> **Directive**: Count the lines in the entries below that contain the string "window", with case significant. Reply with the number alone.

> **Stored rows**:
⟨
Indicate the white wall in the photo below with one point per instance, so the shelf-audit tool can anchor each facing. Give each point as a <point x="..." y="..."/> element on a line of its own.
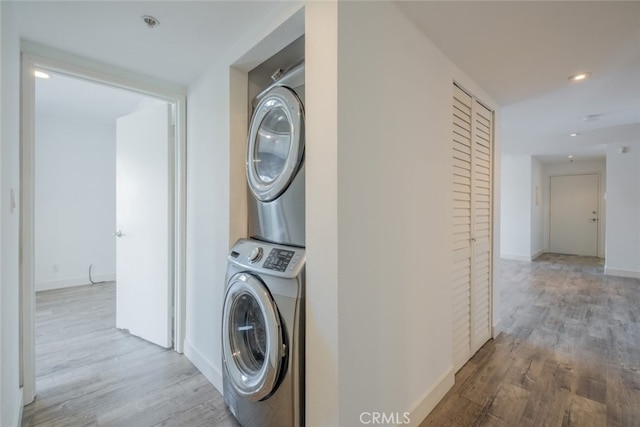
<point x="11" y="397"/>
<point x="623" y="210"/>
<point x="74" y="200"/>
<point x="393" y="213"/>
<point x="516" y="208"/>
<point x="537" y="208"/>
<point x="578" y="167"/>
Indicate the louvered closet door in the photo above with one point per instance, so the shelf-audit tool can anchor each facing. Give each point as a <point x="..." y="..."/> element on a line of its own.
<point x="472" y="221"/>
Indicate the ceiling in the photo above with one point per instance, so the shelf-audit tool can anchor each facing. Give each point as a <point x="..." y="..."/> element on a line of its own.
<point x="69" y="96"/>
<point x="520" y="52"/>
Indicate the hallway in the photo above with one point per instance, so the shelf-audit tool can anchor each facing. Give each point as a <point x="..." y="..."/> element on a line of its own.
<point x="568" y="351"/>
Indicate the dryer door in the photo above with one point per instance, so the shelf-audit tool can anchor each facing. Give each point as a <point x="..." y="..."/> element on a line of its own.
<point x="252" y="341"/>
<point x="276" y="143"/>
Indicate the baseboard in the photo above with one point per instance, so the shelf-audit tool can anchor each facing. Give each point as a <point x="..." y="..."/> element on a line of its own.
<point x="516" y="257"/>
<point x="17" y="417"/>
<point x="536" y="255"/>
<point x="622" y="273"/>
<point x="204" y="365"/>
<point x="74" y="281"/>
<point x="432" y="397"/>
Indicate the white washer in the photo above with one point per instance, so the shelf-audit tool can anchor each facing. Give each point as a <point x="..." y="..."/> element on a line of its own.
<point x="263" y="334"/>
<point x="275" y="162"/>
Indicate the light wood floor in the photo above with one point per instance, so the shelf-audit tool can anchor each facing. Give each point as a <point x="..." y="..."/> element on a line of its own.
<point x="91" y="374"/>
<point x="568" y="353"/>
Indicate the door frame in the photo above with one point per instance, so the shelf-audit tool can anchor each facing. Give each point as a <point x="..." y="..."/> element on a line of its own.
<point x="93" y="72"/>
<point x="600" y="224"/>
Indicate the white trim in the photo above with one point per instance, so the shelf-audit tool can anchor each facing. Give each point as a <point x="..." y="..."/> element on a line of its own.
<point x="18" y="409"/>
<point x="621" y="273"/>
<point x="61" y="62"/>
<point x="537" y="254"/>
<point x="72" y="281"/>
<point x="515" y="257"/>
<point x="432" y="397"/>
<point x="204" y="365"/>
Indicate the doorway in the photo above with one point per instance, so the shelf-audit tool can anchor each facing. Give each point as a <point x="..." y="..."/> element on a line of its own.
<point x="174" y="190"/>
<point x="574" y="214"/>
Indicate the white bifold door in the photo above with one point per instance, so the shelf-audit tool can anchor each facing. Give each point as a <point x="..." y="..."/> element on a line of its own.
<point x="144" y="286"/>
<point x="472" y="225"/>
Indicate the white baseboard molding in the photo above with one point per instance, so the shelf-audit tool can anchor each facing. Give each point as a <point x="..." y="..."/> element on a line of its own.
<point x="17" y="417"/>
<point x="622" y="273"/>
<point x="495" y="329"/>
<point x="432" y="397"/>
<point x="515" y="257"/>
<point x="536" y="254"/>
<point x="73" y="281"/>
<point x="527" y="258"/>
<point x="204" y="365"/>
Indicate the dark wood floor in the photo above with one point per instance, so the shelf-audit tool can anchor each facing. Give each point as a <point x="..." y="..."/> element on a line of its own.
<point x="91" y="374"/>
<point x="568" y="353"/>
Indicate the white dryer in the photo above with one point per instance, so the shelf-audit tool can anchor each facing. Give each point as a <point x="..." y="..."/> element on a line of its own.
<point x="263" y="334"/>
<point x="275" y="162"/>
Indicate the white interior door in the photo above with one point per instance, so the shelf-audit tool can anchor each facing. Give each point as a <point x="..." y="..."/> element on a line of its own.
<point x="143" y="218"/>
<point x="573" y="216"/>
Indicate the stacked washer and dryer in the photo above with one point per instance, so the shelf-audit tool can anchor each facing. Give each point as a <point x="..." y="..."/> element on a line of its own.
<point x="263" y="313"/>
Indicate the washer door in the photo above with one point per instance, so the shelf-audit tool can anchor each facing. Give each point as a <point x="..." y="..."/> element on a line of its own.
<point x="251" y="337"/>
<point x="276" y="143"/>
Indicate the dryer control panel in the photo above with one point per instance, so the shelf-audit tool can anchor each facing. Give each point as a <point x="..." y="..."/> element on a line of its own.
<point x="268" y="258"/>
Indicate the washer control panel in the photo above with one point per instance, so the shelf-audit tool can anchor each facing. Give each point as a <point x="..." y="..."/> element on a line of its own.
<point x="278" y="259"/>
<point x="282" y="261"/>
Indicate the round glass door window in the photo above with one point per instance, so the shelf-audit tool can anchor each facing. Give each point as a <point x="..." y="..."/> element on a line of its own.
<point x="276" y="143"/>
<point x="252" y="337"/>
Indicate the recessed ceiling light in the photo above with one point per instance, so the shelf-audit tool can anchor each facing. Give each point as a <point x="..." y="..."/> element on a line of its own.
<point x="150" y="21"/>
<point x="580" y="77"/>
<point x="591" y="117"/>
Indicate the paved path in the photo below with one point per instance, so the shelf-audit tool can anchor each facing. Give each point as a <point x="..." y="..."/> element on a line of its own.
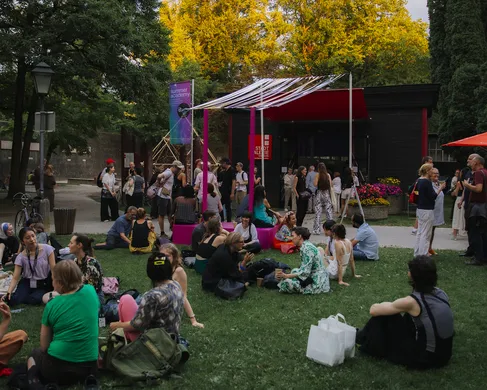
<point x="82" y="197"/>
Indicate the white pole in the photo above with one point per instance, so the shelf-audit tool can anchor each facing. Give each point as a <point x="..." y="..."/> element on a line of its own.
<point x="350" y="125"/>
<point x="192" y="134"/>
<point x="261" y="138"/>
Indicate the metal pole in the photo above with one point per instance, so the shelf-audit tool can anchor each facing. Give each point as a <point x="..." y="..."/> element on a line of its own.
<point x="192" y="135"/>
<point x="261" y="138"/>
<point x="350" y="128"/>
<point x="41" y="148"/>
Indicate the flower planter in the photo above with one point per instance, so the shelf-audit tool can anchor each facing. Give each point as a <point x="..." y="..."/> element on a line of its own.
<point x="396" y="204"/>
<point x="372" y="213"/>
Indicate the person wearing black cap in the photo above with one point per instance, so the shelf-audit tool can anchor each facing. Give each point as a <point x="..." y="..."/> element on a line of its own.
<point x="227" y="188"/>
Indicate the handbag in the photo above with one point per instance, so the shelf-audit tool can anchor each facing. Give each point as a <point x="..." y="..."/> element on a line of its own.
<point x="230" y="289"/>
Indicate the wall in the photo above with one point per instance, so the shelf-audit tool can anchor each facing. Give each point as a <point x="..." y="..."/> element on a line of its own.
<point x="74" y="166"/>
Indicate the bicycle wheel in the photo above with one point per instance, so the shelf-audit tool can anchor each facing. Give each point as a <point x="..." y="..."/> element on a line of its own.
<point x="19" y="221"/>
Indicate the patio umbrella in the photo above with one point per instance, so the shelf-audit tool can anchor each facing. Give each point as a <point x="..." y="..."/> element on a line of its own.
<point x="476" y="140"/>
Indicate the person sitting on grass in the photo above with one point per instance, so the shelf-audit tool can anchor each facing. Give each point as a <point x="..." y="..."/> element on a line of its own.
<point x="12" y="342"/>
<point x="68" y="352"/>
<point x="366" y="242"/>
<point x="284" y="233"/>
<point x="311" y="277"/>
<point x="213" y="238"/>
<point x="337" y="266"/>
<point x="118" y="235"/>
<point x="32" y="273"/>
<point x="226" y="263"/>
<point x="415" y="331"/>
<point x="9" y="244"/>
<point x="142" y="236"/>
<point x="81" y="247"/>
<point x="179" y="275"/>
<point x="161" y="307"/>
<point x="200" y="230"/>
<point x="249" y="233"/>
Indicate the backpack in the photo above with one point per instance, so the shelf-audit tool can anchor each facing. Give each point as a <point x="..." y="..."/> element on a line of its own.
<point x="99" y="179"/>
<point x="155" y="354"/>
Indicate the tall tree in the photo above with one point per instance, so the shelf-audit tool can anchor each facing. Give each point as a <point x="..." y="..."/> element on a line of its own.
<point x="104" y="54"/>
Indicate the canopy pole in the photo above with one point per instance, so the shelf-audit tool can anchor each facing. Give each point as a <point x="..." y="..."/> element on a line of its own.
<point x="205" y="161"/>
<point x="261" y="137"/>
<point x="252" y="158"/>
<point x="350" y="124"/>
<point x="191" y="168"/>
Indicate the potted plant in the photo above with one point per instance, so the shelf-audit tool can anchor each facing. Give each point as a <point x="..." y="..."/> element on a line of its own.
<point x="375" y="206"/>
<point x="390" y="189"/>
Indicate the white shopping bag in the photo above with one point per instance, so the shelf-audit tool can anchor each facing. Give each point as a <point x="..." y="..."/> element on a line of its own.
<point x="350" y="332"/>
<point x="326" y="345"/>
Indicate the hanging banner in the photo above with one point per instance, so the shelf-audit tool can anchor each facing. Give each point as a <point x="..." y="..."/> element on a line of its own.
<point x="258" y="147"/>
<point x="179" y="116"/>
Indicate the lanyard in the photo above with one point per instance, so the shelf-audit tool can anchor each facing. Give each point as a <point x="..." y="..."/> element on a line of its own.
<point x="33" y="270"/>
⟩
⟨
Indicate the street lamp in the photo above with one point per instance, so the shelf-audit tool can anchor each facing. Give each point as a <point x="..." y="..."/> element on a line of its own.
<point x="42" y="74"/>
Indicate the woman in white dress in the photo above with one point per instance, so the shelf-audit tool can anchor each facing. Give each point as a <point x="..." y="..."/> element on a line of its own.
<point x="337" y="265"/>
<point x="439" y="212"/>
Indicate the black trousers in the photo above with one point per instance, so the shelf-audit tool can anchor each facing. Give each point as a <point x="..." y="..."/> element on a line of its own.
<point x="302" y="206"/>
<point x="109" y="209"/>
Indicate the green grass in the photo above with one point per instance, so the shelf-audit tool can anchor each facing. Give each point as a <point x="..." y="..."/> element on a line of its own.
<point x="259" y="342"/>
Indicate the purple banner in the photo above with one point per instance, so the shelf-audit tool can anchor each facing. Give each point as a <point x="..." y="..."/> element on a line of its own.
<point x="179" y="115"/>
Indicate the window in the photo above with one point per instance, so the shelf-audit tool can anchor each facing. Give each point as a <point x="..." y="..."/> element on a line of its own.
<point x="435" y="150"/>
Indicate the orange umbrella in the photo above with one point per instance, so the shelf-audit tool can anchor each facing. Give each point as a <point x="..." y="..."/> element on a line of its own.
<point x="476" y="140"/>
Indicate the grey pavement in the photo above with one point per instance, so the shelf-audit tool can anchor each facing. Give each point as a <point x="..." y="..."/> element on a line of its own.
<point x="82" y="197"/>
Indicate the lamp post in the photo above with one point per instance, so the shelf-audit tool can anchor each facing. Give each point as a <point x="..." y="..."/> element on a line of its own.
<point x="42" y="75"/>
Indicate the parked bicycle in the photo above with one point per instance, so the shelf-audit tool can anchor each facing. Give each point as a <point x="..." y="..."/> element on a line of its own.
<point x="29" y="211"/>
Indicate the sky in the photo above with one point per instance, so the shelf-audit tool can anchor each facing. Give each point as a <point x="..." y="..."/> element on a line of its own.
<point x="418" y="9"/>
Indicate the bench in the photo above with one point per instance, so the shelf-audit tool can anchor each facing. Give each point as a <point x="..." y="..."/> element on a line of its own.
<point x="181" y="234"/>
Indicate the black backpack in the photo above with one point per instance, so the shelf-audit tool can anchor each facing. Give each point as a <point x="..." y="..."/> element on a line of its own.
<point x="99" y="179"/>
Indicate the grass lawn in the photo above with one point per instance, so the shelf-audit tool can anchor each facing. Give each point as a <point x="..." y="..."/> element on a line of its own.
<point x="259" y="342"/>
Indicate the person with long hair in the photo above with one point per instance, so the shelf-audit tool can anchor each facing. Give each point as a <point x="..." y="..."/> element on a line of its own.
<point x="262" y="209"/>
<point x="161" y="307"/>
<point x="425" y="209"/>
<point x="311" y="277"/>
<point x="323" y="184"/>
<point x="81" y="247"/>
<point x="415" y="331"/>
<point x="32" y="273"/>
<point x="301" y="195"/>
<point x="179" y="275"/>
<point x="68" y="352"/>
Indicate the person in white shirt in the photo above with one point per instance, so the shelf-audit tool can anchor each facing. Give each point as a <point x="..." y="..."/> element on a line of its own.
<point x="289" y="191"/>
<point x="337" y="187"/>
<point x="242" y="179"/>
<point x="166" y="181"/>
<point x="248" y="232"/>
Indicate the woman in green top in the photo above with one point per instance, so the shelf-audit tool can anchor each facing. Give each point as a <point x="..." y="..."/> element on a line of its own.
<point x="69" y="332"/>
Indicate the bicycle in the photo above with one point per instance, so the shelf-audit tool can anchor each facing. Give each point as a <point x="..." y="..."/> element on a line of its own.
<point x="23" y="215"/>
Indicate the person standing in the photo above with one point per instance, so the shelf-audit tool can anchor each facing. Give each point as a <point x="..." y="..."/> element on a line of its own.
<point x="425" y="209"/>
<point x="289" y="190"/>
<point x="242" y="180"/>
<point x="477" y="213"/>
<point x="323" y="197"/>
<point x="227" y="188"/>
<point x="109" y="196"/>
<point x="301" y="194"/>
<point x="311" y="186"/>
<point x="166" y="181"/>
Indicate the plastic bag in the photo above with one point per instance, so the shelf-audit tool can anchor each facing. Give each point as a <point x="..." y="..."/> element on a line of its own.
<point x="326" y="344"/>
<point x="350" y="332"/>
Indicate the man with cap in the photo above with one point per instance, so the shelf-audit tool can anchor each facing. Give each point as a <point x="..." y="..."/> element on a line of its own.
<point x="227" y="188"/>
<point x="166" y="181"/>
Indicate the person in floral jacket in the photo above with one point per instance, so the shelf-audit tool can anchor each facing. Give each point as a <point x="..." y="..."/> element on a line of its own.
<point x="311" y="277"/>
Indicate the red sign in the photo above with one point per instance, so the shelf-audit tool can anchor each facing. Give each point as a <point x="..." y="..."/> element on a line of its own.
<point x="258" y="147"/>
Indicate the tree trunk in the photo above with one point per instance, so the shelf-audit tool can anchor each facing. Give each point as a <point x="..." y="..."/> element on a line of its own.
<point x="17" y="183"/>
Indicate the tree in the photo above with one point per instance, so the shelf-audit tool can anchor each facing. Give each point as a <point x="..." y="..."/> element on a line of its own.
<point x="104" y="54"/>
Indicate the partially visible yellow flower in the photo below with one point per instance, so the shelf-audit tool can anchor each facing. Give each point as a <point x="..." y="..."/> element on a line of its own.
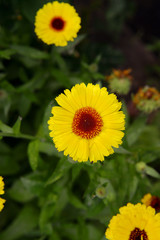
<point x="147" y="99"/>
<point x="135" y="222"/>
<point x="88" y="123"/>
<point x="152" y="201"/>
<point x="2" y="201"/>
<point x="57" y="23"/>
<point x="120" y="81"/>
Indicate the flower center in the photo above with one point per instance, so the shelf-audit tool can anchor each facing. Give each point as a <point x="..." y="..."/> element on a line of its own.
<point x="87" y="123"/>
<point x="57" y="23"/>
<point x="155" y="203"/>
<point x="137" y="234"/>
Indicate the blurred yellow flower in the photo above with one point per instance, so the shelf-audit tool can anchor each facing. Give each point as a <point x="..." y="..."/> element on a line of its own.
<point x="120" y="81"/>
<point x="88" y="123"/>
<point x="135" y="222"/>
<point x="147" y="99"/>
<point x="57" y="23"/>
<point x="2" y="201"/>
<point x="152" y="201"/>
⟩
> **Reply to the exercise**: 2